• **Shape annotation entries**:

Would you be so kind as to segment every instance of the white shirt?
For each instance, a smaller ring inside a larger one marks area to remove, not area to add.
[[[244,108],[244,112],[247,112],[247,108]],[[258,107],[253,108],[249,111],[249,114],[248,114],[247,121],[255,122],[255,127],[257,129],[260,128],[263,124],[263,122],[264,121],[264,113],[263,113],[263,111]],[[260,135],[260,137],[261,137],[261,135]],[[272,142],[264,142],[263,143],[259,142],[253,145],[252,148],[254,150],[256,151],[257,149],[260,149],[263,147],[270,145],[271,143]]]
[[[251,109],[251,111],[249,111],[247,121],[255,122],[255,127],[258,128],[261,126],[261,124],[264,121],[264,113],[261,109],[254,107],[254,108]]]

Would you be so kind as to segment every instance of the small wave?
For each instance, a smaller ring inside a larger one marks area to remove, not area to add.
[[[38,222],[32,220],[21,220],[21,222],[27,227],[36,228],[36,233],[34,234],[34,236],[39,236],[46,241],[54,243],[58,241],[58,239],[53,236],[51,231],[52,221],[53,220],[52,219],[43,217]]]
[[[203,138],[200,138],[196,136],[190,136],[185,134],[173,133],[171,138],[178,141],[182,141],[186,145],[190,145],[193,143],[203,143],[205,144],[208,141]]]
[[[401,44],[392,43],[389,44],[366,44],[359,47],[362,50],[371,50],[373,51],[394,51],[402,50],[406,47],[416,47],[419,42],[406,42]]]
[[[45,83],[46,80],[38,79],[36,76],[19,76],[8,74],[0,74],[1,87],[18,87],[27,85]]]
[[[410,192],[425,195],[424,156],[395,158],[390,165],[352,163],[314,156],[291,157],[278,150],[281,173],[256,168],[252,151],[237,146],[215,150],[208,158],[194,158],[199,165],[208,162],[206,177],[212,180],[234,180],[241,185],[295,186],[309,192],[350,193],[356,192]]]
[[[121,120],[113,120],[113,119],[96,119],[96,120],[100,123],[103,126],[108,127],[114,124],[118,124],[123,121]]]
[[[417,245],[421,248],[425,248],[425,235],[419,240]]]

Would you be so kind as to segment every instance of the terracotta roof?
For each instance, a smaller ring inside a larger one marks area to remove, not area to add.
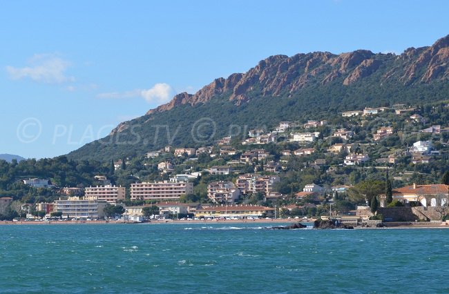
[[[259,210],[259,211],[266,211],[266,210],[274,210],[274,208],[265,206],[260,206],[257,205],[236,205],[236,206],[211,206],[211,207],[204,207],[201,209],[197,210],[197,211],[226,211],[226,210]]]
[[[413,185],[406,186],[393,190],[393,195],[404,194],[447,194],[449,191],[449,186],[441,184],[432,185]]]
[[[311,195],[312,194],[314,194],[314,192],[298,192],[296,193],[296,197],[303,197]]]

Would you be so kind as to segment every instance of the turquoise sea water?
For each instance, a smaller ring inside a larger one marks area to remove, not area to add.
[[[449,230],[0,226],[1,293],[449,293]]]

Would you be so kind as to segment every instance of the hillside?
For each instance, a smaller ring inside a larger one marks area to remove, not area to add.
[[[8,162],[11,162],[12,159],[16,159],[17,161],[25,159],[25,158],[21,156],[15,155],[13,154],[0,154],[0,159],[6,160]]]
[[[219,78],[195,95],[120,124],[106,137],[69,158],[106,161],[139,155],[165,145],[198,147],[280,121],[325,118],[329,114],[395,103],[449,98],[449,35],[432,46],[401,55],[359,50],[276,55],[243,74]]]

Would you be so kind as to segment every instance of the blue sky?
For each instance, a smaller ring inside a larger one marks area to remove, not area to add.
[[[51,157],[270,55],[400,54],[447,1],[14,1],[0,10],[0,153]]]

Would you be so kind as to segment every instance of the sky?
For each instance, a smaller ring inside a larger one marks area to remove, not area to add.
[[[3,1],[0,153],[66,154],[274,55],[401,54],[449,34],[448,1]]]

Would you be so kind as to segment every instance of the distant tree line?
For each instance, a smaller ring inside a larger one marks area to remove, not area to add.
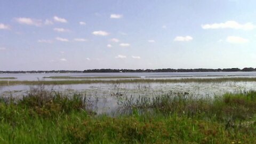
[[[151,72],[218,72],[218,71],[256,71],[256,68],[244,68],[242,69],[233,68],[224,69],[95,69],[79,70],[31,70],[31,71],[0,71],[1,73],[151,73]]]
[[[218,71],[256,71],[256,68],[244,68],[242,69],[234,68],[225,69],[95,69],[85,70],[84,73],[150,73],[150,72],[218,72]]]

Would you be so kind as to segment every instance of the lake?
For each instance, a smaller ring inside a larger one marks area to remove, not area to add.
[[[136,76],[135,78],[182,78],[217,77],[256,77],[256,72],[207,72],[207,73],[52,73],[52,74],[1,74],[0,77],[17,78],[14,79],[1,81],[69,81],[74,79],[53,79],[51,76],[70,77],[114,77]],[[113,79],[112,78],[110,78]],[[119,79],[119,78],[115,78]],[[106,79],[104,79],[105,80]],[[21,98],[37,86],[17,85],[0,86],[1,97]],[[138,98],[140,96],[154,97],[165,94],[171,91],[183,92],[189,94],[202,97],[221,95],[226,92],[236,92],[256,89],[254,82],[226,82],[221,83],[136,83],[124,84],[82,84],[69,85],[45,85],[49,91],[59,91],[67,94],[79,92],[90,97],[92,99],[98,99],[95,106],[97,113],[110,113],[118,107],[117,99],[113,95],[117,93],[124,97]]]

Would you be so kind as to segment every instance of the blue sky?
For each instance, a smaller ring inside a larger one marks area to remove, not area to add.
[[[255,5],[0,0],[0,70],[256,67]]]

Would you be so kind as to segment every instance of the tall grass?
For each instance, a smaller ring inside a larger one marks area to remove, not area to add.
[[[41,87],[41,88],[40,88]],[[1,143],[254,143],[256,92],[120,97],[129,115],[95,116],[85,95],[35,89],[0,99]]]

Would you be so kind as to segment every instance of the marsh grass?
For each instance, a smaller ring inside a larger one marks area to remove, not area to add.
[[[200,98],[185,92],[124,97],[131,112],[95,116],[86,95],[43,85],[0,99],[1,143],[254,143],[256,92]],[[120,98],[122,98],[120,97]]]
[[[216,78],[180,78],[180,79],[130,79],[117,80],[70,80],[70,81],[0,81],[0,85],[63,85],[78,84],[119,84],[119,83],[221,83],[221,82],[256,82],[256,77],[221,77]]]
[[[50,76],[43,78],[52,79],[93,79],[93,78],[140,78],[139,76],[98,76],[98,77],[71,77],[71,76]]]
[[[0,79],[17,79],[16,77],[0,77]]]

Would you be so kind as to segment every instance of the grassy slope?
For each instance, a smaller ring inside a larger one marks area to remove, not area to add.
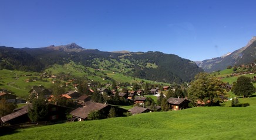
[[[1,139],[255,139],[255,106],[195,107],[20,130]]]

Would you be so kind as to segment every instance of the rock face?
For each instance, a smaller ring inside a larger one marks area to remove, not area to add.
[[[198,61],[196,64],[204,71],[211,72],[223,70],[228,66],[253,62],[255,60],[256,60],[256,37],[253,37],[247,46],[232,53],[228,53],[222,57],[211,60],[204,60],[202,62]]]
[[[87,49],[85,49],[82,48],[82,47],[77,45],[75,43],[72,43],[70,44],[68,44],[65,46],[55,46],[54,45],[50,46],[49,47],[46,47],[48,49],[50,50],[54,50],[57,51],[65,51],[68,52],[79,52],[84,50],[87,50]]]

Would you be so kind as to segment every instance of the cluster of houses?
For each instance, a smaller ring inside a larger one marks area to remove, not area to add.
[[[165,87],[168,88],[167,87]],[[100,94],[103,94],[104,92],[109,92],[107,89],[99,88],[97,89]],[[156,94],[158,90],[157,89],[154,89],[152,90],[152,94]],[[116,91],[111,91],[111,94],[116,93]],[[141,96],[138,96],[141,94],[143,91],[139,90],[138,91],[132,91],[129,93],[119,93],[119,97],[122,97],[127,100],[133,101],[134,104],[141,105],[143,106],[146,97]],[[115,109],[117,117],[124,116],[124,114],[127,112],[130,112],[133,115],[151,112],[155,111],[159,111],[161,110],[161,107],[156,106],[154,108],[151,108],[151,107],[147,108],[142,107],[135,106],[133,108],[126,110],[122,108],[119,108],[116,106],[112,106],[106,103],[99,103],[93,102],[91,100],[91,96],[90,95],[81,95],[77,91],[70,91],[61,95],[63,98],[72,99],[76,104],[76,108],[73,108],[69,107],[58,105],[57,103],[53,103],[52,100],[54,96],[51,94],[51,91],[42,86],[35,86],[29,90],[29,93],[37,97],[39,96],[43,95],[46,100],[48,101],[48,113],[46,117],[47,121],[56,122],[60,120],[65,120],[66,118],[66,113],[69,113],[72,116],[72,118],[69,118],[69,121],[83,121],[88,120],[88,116],[90,112],[93,111],[99,110],[101,112],[103,116],[102,118],[107,118],[109,111],[111,108],[113,107]],[[4,94],[4,98],[8,98],[8,96],[11,94]],[[0,94],[0,97],[4,97]],[[189,100],[186,99],[179,98],[170,98],[168,99],[168,103],[170,104],[171,108],[173,110],[178,110],[188,108],[188,104],[190,102]],[[28,111],[29,107],[31,107],[32,104],[27,104],[26,105],[16,108],[14,112],[3,116],[1,118],[1,122],[2,124],[9,124],[10,125],[14,125],[21,123],[25,123],[30,122],[29,118],[28,117]]]

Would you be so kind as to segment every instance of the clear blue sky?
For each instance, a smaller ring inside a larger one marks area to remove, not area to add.
[[[0,46],[220,57],[256,36],[255,1],[0,0]]]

• **Your goal**: Print the records again word for word, from the line with "the grassy slope?" up to and including the line with "[[[1,139],[255,139],[255,106],[195,107],[20,130]]]". Leave the pictures out.

• **Full answer**:
Would you be so kind as to segment every instance of the grassy slope?
For each instance, a smaller ring inside a larger one marks area to remove, not area to add.
[[[1,139],[255,139],[255,106],[195,107],[20,130]]]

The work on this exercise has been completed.